= Beginning of Section =
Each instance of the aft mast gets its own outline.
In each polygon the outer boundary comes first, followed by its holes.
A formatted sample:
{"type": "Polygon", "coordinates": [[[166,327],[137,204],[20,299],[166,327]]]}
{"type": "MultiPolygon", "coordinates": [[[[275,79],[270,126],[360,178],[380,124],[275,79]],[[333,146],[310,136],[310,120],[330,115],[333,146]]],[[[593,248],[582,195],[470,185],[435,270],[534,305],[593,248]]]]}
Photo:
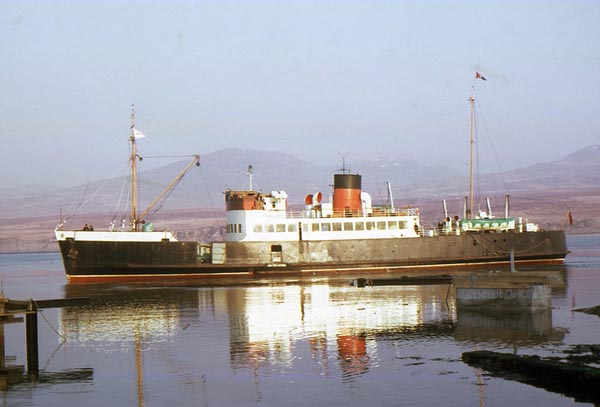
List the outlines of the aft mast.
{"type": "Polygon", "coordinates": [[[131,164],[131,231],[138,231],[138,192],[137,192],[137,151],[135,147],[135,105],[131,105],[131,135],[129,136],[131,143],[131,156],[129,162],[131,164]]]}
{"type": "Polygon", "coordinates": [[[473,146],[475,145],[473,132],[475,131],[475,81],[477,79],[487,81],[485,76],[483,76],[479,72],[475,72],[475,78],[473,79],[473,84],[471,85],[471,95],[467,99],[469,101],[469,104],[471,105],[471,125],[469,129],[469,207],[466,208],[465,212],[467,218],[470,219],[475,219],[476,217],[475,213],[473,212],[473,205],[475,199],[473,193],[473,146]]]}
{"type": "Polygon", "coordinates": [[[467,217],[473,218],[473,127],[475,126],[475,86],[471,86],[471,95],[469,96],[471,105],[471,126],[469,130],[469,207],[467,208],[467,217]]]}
= End of Section =
= Beginning of Section =
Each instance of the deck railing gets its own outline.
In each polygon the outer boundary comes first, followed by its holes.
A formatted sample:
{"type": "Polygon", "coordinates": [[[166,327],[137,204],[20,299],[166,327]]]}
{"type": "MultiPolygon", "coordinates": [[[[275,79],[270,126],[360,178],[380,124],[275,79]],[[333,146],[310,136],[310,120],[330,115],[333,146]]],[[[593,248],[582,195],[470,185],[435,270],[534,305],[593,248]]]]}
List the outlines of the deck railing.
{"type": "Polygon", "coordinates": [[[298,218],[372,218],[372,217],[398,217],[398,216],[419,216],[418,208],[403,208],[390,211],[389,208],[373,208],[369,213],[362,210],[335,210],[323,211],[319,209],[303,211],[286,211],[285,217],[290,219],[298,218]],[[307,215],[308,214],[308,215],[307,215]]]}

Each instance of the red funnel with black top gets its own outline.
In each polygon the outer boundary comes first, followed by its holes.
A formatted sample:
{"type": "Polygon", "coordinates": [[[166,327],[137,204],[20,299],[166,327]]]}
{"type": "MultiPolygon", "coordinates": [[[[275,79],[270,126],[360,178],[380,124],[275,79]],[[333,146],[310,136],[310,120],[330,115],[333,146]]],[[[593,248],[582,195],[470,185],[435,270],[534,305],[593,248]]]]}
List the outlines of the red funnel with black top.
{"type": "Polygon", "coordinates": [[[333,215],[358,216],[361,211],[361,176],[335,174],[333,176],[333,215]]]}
= End of Section =
= Beginning of Section =
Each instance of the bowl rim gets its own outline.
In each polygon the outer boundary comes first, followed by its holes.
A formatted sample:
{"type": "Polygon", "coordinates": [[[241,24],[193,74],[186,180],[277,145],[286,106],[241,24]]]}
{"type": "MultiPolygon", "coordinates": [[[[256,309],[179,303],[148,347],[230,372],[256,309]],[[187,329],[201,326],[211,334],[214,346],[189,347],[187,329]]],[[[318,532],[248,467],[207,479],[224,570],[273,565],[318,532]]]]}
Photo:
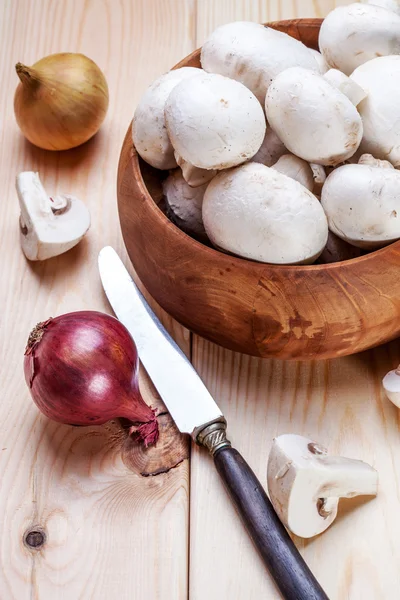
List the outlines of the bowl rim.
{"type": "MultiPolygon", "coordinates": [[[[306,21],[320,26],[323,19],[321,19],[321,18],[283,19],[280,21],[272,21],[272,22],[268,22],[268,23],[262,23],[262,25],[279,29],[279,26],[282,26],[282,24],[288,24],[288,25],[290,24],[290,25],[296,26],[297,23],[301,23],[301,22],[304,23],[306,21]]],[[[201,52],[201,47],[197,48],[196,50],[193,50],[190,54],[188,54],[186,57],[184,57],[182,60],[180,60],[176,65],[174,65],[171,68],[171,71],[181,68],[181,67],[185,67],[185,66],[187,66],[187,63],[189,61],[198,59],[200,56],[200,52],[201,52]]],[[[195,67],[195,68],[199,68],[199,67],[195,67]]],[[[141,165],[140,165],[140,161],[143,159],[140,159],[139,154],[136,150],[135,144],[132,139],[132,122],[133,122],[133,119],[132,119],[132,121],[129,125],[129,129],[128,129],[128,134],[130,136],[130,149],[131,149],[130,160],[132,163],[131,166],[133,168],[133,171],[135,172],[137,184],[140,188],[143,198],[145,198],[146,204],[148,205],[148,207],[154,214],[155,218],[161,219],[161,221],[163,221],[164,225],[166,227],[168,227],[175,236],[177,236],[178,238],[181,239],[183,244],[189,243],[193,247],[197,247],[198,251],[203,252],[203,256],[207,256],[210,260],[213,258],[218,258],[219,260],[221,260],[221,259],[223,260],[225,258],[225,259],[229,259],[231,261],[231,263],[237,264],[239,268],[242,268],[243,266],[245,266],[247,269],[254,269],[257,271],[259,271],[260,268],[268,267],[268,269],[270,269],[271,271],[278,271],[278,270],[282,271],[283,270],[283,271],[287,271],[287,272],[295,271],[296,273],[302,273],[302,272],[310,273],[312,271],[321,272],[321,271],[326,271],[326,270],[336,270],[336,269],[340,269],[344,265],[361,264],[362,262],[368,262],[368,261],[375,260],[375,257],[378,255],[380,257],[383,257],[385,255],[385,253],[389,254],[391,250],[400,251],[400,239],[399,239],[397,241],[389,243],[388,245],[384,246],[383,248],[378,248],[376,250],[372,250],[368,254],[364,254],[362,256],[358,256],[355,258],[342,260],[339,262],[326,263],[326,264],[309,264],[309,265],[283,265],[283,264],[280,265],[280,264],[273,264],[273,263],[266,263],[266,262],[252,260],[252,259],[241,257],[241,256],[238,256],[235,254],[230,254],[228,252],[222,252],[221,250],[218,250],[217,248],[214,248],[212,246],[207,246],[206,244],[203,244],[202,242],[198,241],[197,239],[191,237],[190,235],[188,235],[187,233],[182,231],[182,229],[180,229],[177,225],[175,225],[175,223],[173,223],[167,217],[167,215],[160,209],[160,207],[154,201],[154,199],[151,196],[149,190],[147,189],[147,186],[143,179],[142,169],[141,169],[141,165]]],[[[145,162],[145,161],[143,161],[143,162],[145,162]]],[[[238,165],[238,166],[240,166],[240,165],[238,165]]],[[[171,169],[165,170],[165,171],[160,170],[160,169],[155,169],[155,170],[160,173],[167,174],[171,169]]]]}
= End of Section =
- _EXERCISE INSTRUCTIONS_:
Look through the entries and return each line that has the word "instance" in it.

- _RESPONSE TO THIS EXERCISE_:
Each instance of the aft mast gets its own outline.
Each instance of the deck railing gets its own outline.
Each instance of the red funnel with black top gets its own outline.
Each instance of the bowl rim gets its own outline.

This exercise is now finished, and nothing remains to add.